(PROBLEM DESCRIPTION):
Your task is to retype, exactly and with nothing else, every line from the one containing "A note for the class: find the cobblestone" to the end of the listing.

(LISTED RECORDS):
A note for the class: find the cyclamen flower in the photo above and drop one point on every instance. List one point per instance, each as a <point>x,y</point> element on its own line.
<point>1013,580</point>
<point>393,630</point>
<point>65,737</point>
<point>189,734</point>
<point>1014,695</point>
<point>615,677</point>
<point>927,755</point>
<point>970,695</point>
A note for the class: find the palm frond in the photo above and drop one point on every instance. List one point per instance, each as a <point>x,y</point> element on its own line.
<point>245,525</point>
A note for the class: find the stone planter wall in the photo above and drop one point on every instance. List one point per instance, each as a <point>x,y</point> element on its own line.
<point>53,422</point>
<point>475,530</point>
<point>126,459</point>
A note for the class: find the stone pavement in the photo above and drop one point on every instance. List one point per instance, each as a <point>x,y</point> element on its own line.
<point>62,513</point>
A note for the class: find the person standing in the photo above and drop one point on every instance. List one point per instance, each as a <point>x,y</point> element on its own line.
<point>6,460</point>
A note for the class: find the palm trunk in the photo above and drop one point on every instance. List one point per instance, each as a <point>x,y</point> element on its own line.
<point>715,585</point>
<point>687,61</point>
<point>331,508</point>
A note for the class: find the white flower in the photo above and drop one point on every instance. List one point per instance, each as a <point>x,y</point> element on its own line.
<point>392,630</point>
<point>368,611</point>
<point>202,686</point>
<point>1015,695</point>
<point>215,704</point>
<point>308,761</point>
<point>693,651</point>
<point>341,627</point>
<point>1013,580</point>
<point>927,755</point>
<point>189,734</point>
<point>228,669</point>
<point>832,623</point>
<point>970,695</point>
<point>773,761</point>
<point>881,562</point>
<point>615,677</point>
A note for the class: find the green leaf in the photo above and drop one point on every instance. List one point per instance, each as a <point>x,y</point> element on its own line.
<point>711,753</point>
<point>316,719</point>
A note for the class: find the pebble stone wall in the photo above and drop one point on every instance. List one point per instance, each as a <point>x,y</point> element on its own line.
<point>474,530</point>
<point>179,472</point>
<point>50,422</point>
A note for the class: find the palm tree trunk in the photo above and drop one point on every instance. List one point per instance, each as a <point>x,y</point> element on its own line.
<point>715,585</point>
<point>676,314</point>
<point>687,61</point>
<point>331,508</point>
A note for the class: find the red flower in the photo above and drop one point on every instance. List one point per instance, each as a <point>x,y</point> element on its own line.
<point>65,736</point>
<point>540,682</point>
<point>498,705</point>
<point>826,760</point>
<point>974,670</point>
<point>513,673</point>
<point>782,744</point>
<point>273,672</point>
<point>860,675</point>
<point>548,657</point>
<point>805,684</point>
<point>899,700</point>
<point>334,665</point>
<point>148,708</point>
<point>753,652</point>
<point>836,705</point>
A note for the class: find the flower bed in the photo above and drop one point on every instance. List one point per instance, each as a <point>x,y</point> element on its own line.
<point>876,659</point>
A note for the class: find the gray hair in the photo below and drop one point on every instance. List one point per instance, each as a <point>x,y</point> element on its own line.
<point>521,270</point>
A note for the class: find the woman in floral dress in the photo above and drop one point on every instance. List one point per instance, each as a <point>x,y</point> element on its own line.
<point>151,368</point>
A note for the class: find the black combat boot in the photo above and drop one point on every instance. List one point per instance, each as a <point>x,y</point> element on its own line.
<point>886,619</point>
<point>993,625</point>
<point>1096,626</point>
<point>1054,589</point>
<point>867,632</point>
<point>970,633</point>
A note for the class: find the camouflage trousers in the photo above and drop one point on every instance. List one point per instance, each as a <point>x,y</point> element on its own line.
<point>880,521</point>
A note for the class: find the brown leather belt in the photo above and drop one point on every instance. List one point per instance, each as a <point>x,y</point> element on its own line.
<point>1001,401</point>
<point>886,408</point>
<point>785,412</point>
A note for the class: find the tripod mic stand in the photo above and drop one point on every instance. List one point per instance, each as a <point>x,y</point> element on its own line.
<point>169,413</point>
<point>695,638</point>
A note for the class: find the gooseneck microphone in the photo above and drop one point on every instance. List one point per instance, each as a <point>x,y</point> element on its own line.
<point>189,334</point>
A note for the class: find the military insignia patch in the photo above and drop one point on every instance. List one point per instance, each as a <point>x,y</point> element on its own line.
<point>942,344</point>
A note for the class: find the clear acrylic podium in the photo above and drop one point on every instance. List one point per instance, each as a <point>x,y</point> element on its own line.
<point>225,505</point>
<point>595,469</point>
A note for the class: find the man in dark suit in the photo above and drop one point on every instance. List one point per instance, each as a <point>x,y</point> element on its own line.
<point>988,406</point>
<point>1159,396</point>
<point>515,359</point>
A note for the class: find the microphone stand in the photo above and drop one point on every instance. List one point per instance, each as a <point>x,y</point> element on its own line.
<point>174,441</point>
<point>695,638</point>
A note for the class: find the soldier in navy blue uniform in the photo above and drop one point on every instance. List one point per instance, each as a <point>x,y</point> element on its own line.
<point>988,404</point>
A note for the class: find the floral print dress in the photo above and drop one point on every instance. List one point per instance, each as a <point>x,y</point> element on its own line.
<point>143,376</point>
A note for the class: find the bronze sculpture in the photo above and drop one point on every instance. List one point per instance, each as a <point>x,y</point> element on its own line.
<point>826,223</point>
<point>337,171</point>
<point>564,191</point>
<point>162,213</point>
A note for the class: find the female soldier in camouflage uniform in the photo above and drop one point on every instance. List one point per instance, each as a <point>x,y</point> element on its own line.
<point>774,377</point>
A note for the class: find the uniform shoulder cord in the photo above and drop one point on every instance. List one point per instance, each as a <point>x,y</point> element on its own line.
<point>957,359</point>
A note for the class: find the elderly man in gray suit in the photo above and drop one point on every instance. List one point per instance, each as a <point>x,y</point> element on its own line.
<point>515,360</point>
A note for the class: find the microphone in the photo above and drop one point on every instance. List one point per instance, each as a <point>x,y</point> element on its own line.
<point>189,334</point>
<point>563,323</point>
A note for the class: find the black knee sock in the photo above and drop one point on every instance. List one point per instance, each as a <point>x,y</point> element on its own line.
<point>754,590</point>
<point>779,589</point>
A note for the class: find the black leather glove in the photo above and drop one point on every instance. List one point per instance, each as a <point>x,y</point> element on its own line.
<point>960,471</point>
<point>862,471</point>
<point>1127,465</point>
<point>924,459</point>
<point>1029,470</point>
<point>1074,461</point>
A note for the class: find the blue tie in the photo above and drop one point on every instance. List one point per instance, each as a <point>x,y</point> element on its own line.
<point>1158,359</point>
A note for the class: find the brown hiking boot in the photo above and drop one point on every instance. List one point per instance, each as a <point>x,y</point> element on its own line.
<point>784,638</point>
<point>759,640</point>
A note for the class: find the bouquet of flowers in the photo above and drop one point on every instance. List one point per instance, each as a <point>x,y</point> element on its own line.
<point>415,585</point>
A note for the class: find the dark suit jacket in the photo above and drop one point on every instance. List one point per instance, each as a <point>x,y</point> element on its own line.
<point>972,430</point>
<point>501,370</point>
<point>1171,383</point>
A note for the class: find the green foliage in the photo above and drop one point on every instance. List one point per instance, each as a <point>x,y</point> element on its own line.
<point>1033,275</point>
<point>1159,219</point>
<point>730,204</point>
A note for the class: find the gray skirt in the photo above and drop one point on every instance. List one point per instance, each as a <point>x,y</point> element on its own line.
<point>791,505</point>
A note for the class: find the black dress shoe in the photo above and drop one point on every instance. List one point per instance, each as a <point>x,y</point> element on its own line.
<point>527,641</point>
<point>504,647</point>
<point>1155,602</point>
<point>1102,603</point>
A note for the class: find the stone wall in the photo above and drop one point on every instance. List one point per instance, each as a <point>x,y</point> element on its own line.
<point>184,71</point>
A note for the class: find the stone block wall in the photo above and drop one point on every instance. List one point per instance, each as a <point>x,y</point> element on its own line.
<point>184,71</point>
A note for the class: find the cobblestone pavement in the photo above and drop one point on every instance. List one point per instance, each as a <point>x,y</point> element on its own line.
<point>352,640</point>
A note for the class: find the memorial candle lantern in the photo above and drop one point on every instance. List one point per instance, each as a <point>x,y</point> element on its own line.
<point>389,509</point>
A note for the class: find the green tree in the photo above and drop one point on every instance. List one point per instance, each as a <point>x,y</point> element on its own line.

(OUTPUT BELOW):
A note for the class: find the cobblestone pavement in the photo above and drop one point on every instance. List one point per instance, each as a <point>x,y</point> element on its own line.
<point>352,640</point>
A note for the class: find the memorial candle lantern in the photo above and drop one point on every instance. List one point per instance, each as a <point>x,y</point> element on its own line.
<point>389,509</point>
A note for the class: find the green tree in the photo above and drop one point on every instance. List one point per instance, each as a <point>x,y</point> element on its own line.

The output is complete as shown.